§ Required actions:
A. Answer these questions using the passage on the labor share and income inequality:
(i) According to Treasury data, what share of national income did the top 5 percent of tax units hold in 2012?
(ii) What two examples of capital invested in Facebook does the passage give?
(iii) On what three things does the level of inequality depend?
B. Write the next paragraph of the passage on the labor share and income inequality, following on from its final sentence.

§ Passage to read:
*****

These facts are startling, but at least two caveats are worth bearing in mind. First, for many types of income, it may be futile to separate labor and capital income. For example, many of those in the top of the income distribution have tremendous wealth that has been generated from streams of entrepreneurial income with both labor and capital elements. For example, Mark Zuckerberg’s wealth likely represents some combination of returns to his labor, his “human capital” (or knowledge), his risk-taking, and his ownership of capital (servers, office space, etc.) that have been invested in Facebook. Second, the labor share alone is not a measure of inequality. While capital income is far more concentrated than labor income, the level of inequality depends on the distribution of labor income, the distribution of capital income, and the labor share. In the United States, recent trends of increased income inequality involve all three elements.

Even so, the declining labor share is problematic because it is occurring in a context of rising income inequality and stagnant wage growth for many workers. In the United States, all data sources indicate increases in income inequality in recent decades, and the more capital income is included in the data source, the greater the increase. Treasury data indicate that the top 5 percent of tax units have increased their share of national income by 13 percentage points, from 24 percent to 37 percent, over the period 1986 to 2012. Dividends and capital gains income are particularly concentrated, with the top 5 percent of tax units reporting 68 percent of dividend income and 87 percent of long-term capital gains in 2012.

*****

§ Excerpted records:

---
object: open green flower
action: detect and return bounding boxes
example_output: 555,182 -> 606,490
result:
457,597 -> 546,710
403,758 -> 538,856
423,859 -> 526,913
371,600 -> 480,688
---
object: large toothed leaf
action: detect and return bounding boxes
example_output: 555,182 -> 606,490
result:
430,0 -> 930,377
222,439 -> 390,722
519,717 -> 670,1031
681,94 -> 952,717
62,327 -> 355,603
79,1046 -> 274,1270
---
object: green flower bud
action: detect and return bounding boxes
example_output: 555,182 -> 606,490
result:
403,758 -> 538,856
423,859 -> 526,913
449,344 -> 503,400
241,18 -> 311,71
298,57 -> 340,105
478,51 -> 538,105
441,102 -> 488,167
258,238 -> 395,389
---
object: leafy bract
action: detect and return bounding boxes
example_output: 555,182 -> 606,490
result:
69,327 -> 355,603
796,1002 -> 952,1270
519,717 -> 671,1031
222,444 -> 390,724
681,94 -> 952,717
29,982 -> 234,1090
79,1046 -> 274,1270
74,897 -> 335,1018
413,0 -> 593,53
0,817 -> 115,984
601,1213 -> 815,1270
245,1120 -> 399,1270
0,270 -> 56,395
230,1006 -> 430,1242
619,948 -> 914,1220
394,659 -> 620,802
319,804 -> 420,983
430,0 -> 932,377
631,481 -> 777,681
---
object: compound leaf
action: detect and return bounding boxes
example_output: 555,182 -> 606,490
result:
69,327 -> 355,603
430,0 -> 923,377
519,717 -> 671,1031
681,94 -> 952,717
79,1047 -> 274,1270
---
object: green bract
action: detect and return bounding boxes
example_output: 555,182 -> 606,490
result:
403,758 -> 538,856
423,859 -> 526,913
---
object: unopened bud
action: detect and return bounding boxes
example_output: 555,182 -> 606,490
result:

*****

§ Answers for the tasks:
A.
(i) 37 percent.
(ii) Servers and office space.
(iii) The distribution of labor income, the distribution of capital income, and the labor share.

B.
The problem of wage stagnation is widely recognized, and it has been particularly challenging in the period surrounding the financial crisis and the Great Recession (although the past few years have seen some improvements in the United States). For example, a recent report by the McKinsey Global Institute indicates that two-thirds of households in 25 advanced economies experienced flat or falling incomes between 2005 and 2014. This occurred during a period when aggregate economic growth remained positive, illustrating the importance of income distribution in determining economy-wide income patterns.

What Are the Consequences?

Such troubling trends in labor market outcomes have potentially grave consequences for society. Stagnant incomes are harmful in times of weak aggregate demand, since income gains that are concentrated at the top are less likely to fuel consumption and aggregate demand. But beyond that impact, increased inequality amidst wage stagnation creates social tension and discontent. When workers’ wages fall short of expectations, and there are large cohorts of workers who are not as well off as their parents, people are more likely to turn to populist solutions to express their dissatisfaction. Indeed, the rise of populist candidates like Bernie Sanders and Donald Trump are testament to the depth of dissatisfaction, even if some of the policy solutions on offer are infeasible, misdirected, or even harmful. The U.S. Congress continues its trend of ever-increasing polarization and dysfunction, and political polarization extends beyond the United States as both far-left and far-right parties are ascendant through Europe.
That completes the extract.